# Stored data
• • •

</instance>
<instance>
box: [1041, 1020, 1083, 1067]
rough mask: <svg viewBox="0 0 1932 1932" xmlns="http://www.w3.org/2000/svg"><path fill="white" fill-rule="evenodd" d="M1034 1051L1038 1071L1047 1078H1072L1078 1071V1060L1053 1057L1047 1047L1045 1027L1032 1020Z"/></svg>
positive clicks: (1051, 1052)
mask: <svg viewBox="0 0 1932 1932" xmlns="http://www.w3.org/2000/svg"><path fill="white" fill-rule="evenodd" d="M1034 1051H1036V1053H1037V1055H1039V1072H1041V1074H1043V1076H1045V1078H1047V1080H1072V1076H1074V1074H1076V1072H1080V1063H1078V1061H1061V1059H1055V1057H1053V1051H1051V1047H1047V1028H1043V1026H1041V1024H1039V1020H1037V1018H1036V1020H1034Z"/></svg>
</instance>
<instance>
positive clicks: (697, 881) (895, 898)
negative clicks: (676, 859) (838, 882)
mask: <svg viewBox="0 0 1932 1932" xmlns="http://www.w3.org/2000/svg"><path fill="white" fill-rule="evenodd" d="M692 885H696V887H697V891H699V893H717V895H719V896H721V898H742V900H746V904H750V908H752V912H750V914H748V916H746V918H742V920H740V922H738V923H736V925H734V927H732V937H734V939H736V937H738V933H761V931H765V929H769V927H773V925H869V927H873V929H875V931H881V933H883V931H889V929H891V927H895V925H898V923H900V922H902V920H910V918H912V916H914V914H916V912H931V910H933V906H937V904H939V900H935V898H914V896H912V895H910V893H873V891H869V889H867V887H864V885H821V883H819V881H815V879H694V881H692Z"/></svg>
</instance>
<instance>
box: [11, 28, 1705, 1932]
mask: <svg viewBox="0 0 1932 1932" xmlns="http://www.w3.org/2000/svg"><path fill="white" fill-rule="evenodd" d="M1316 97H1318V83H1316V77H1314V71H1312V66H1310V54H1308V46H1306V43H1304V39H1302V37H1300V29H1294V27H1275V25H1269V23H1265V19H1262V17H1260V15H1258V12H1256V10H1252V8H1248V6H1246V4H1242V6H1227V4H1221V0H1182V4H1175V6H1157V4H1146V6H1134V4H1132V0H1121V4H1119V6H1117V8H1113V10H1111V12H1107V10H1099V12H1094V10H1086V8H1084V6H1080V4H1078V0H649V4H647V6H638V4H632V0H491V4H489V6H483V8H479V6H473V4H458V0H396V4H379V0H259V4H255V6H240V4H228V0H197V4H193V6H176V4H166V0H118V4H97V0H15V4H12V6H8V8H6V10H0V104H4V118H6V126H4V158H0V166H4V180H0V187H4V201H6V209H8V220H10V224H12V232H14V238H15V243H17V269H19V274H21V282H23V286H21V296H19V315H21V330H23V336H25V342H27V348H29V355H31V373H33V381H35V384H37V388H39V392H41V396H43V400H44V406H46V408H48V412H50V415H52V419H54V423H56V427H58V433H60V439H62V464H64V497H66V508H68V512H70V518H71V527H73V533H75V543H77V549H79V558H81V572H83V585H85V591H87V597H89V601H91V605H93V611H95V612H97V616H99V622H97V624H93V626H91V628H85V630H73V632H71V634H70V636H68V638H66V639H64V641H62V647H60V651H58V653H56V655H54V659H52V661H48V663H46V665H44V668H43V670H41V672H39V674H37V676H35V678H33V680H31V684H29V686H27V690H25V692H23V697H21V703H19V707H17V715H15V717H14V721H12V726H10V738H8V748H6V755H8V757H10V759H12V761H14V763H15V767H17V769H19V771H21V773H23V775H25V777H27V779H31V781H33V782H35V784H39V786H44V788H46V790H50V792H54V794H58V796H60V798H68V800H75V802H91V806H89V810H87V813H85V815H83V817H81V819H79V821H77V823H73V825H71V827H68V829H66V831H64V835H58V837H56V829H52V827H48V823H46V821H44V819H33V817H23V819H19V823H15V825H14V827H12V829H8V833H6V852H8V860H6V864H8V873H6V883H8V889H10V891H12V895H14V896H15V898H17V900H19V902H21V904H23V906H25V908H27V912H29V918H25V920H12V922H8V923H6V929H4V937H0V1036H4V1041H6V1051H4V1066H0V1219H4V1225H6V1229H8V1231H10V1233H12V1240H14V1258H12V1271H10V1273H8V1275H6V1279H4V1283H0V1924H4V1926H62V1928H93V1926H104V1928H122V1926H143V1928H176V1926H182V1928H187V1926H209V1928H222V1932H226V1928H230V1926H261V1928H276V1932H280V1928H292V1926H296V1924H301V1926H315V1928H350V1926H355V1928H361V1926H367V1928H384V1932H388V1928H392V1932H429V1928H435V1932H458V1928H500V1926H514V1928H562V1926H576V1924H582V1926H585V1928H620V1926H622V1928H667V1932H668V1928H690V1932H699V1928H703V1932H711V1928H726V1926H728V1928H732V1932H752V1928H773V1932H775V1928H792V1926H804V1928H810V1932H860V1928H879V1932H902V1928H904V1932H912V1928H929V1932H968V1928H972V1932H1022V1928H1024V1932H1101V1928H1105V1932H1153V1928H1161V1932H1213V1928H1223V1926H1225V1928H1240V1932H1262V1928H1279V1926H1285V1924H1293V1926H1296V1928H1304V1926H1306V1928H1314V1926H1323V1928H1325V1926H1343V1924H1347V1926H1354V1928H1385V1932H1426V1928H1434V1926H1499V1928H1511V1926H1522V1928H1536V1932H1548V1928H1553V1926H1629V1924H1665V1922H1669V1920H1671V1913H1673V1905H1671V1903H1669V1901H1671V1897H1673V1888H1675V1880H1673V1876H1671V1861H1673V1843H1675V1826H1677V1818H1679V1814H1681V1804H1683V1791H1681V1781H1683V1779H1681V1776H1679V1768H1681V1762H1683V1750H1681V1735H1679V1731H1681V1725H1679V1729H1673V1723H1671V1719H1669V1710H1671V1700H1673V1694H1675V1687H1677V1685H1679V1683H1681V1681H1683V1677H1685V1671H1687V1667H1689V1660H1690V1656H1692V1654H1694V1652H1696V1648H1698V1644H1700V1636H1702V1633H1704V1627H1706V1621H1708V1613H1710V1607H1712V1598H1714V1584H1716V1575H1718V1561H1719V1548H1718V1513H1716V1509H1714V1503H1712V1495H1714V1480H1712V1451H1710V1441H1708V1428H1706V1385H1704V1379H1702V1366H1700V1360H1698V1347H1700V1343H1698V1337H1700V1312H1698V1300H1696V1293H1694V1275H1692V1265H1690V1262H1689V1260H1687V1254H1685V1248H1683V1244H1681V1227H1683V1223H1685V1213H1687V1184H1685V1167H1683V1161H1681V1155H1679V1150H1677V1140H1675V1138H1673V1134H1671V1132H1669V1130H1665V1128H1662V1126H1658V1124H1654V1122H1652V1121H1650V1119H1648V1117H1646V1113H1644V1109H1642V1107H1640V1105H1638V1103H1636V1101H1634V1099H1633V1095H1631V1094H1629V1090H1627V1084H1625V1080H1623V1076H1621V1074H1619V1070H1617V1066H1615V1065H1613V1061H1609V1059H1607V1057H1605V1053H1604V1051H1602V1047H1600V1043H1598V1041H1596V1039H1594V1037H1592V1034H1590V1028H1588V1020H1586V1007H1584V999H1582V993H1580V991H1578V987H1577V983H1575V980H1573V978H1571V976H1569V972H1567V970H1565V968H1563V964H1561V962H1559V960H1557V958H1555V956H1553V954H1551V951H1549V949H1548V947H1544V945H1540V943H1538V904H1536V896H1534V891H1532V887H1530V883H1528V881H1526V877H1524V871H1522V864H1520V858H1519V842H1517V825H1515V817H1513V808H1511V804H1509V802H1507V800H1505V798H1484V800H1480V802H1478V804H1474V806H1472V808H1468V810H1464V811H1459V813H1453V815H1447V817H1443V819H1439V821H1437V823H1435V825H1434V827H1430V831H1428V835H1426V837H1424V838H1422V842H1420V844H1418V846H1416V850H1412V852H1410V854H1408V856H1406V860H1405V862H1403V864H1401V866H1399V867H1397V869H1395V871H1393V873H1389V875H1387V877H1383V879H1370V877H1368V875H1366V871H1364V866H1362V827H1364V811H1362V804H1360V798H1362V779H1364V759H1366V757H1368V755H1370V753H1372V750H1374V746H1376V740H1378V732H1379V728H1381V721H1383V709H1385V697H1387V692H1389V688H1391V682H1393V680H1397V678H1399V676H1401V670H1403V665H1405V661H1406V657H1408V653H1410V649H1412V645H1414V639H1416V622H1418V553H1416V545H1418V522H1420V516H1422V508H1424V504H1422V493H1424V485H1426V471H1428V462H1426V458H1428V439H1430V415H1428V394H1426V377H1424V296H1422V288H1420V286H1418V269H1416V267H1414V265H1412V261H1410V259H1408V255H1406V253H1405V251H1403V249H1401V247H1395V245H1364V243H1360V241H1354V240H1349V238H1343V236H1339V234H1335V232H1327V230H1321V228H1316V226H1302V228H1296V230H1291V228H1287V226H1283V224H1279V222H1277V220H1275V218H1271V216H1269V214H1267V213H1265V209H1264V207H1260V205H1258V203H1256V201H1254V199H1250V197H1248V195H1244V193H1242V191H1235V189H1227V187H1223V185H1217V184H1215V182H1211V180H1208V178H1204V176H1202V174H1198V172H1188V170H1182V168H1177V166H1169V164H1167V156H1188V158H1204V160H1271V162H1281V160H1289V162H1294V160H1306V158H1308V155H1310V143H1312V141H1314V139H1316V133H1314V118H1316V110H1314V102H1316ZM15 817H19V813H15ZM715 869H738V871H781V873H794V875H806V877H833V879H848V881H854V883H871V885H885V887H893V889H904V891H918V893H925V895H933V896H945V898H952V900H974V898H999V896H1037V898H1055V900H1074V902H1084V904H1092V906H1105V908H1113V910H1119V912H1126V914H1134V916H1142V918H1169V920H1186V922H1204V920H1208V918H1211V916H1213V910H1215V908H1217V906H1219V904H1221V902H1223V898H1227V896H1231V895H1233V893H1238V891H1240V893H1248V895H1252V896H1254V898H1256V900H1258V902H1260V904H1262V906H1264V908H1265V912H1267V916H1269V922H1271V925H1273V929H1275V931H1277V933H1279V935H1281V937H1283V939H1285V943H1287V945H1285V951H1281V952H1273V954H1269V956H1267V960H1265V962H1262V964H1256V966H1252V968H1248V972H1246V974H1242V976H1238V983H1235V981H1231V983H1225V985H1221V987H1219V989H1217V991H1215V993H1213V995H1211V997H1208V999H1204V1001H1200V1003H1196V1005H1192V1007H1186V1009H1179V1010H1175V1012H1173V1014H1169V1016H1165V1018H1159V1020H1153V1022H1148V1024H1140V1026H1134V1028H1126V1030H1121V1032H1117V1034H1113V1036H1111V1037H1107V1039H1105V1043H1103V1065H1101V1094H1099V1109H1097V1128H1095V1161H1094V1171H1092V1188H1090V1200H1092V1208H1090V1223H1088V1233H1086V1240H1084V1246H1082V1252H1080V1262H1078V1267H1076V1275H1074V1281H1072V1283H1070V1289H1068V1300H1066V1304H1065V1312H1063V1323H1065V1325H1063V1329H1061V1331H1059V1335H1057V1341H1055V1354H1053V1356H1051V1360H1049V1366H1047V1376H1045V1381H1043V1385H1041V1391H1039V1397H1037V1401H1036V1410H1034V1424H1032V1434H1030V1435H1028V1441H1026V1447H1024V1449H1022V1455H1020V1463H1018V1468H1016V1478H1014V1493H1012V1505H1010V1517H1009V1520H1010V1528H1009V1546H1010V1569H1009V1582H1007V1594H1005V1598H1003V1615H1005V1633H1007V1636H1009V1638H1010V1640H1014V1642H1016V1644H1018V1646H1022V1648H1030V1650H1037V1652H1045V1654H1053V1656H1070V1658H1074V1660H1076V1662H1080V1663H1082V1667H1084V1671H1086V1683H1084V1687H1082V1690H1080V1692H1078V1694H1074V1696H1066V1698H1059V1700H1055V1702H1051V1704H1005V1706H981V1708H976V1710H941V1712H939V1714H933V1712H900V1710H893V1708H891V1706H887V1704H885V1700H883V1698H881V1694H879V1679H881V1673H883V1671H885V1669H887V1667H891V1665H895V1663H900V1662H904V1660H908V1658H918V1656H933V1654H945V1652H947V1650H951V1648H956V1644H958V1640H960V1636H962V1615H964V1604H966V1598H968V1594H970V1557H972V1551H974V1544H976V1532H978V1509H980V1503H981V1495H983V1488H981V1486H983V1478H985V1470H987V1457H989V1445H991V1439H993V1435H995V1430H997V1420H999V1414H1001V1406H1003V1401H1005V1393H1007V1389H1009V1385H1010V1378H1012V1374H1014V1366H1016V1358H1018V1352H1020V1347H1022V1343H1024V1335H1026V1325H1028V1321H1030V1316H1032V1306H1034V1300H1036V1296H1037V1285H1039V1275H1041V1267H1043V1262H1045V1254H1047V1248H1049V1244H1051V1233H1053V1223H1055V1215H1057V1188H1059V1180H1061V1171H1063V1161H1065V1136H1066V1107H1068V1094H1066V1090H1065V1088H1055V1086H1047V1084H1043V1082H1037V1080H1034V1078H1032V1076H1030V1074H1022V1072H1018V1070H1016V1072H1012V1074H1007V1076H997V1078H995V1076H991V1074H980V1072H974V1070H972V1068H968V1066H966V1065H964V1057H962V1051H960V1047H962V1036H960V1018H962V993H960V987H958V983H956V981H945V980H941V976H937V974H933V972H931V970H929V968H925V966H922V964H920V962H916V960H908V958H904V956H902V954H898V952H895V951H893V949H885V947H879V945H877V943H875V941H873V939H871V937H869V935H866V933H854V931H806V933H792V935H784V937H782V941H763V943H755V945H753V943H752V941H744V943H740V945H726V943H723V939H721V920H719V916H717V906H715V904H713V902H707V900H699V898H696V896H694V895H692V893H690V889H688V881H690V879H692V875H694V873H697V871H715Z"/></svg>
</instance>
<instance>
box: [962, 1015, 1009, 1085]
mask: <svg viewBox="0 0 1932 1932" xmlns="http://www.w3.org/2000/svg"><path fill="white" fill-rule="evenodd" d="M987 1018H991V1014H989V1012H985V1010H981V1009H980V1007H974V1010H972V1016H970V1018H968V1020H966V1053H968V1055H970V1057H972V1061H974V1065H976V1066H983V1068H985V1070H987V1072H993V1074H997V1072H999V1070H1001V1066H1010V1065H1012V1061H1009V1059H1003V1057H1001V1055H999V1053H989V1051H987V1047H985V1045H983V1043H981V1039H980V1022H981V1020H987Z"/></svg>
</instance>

• • •

Find "positive" in the data above. Report each line where it appears.

# Problem solution
positive clicks: (1051, 1052)
positive clicks: (697, 881) (895, 898)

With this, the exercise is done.